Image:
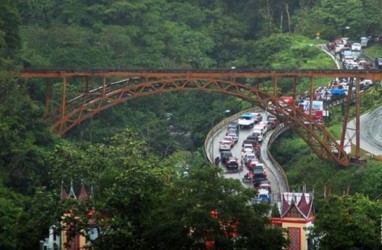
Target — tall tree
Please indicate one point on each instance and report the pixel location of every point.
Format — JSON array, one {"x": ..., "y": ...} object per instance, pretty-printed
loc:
[{"x": 348, "y": 222}]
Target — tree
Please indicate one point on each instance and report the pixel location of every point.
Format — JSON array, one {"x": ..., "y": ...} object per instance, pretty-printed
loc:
[
  {"x": 183, "y": 218},
  {"x": 348, "y": 222}
]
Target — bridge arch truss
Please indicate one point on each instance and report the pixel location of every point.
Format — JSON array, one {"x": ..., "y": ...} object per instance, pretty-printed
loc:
[{"x": 117, "y": 87}]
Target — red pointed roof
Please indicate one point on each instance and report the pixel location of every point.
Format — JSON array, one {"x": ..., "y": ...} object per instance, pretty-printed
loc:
[{"x": 300, "y": 202}]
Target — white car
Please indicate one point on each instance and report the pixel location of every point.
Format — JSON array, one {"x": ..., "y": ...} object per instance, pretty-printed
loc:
[
  {"x": 225, "y": 145},
  {"x": 356, "y": 47},
  {"x": 246, "y": 120}
]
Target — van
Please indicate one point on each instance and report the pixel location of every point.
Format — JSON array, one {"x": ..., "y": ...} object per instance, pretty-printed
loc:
[
  {"x": 378, "y": 62},
  {"x": 364, "y": 42}
]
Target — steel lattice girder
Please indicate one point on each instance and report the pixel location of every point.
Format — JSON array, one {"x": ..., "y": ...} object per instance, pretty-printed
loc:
[{"x": 86, "y": 106}]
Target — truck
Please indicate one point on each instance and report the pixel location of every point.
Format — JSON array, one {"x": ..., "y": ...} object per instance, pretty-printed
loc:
[
  {"x": 263, "y": 196},
  {"x": 246, "y": 120},
  {"x": 259, "y": 174}
]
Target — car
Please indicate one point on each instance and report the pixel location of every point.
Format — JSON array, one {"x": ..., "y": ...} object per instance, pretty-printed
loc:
[
  {"x": 247, "y": 148},
  {"x": 225, "y": 145},
  {"x": 356, "y": 47},
  {"x": 233, "y": 135},
  {"x": 248, "y": 157},
  {"x": 378, "y": 62},
  {"x": 225, "y": 155},
  {"x": 232, "y": 164},
  {"x": 231, "y": 130},
  {"x": 250, "y": 141},
  {"x": 231, "y": 139},
  {"x": 246, "y": 120},
  {"x": 364, "y": 42},
  {"x": 251, "y": 164},
  {"x": 263, "y": 196},
  {"x": 266, "y": 185},
  {"x": 258, "y": 117},
  {"x": 233, "y": 126}
]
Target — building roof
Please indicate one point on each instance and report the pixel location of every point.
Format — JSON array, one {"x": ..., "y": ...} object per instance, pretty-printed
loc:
[
  {"x": 82, "y": 195},
  {"x": 297, "y": 205}
]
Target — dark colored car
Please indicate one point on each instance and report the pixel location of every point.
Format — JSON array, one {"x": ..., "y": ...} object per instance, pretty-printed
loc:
[
  {"x": 378, "y": 62},
  {"x": 224, "y": 156},
  {"x": 234, "y": 126},
  {"x": 232, "y": 164}
]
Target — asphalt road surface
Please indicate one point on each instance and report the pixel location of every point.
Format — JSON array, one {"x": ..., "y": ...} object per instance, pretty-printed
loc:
[
  {"x": 236, "y": 151},
  {"x": 371, "y": 132}
]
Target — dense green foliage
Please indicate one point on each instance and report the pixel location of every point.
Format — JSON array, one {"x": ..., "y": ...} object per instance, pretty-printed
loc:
[
  {"x": 137, "y": 176},
  {"x": 349, "y": 222}
]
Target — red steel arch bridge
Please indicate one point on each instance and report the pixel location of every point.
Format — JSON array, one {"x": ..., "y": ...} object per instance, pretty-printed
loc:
[{"x": 72, "y": 96}]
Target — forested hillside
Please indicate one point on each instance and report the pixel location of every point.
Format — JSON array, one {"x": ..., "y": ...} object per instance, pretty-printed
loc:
[{"x": 131, "y": 158}]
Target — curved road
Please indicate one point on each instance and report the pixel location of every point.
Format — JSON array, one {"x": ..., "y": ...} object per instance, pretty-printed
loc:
[
  {"x": 370, "y": 123},
  {"x": 370, "y": 132},
  {"x": 277, "y": 181}
]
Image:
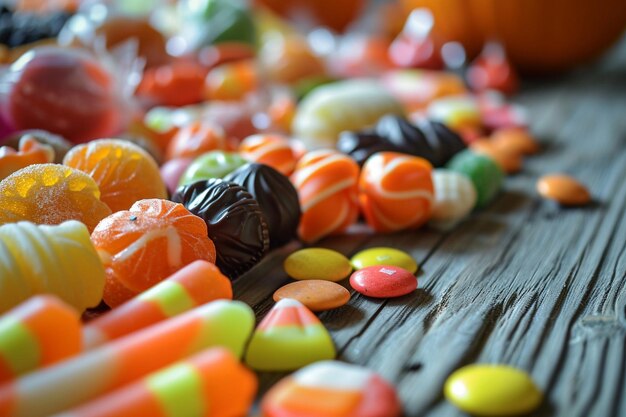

..............................

Identify every line above that contains the string "steel", and copy each of those lines. Treat the match as case-sensitive.

**Solution to this problem**
Target — steel lattice girder
Target — red steel arch bridge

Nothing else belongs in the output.